Your task:
Below are records to write out again, exactly as they read.

**** Records ****

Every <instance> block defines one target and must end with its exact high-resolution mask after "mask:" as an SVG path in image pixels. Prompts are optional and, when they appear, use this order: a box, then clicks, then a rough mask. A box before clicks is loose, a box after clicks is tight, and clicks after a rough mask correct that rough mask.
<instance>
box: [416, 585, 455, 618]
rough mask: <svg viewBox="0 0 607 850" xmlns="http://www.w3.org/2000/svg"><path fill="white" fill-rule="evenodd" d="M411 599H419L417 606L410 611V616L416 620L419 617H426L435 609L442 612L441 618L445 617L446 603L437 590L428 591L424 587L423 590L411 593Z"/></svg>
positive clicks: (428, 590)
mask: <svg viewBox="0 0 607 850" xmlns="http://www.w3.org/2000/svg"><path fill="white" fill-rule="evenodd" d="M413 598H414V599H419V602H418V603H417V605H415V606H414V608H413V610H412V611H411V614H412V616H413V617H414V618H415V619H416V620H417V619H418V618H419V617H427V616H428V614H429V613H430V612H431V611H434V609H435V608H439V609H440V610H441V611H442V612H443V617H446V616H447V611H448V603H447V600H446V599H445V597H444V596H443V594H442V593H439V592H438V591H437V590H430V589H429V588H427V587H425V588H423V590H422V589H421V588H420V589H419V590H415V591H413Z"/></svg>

****

Solution:
Every <instance> block defines one target and must end with its exact high-resolution mask after "mask:" as an SVG path in image pixels. Prompts are optional and, when they appear, use this order: a box, then clicks, then a rough mask. A box before clicks is loose, a box after clicks is tight, and clicks after a rough mask correct that rough mask.
<instance>
box: [416, 585, 455, 618]
rough mask: <svg viewBox="0 0 607 850" xmlns="http://www.w3.org/2000/svg"><path fill="white" fill-rule="evenodd" d="M411 599H419L417 606L410 611V616L416 620L419 617H426L435 609L442 612L441 618L445 617L446 603L437 590L428 591L424 587L423 590L411 593Z"/></svg>
positive clicks: (428, 590)
mask: <svg viewBox="0 0 607 850" xmlns="http://www.w3.org/2000/svg"><path fill="white" fill-rule="evenodd" d="M413 598H414V599H419V602H418V603H417V605H415V606H414V608H413V610H412V611H411V614H412V616H413V617H414V618H415V619H416V620H417V619H418V618H419V617H427V616H428V614H429V613H430V612H431V611H434V609H435V608H439V609H440V610H441V611H442V612H443V617H446V616H447V611H448V603H447V600H446V599H445V597H444V596H443V594H442V593H439V592H438V591H437V590H430V589H429V588H427V587H425V588H423V590H422V589H421V588H420V589H419V590H415V591H413Z"/></svg>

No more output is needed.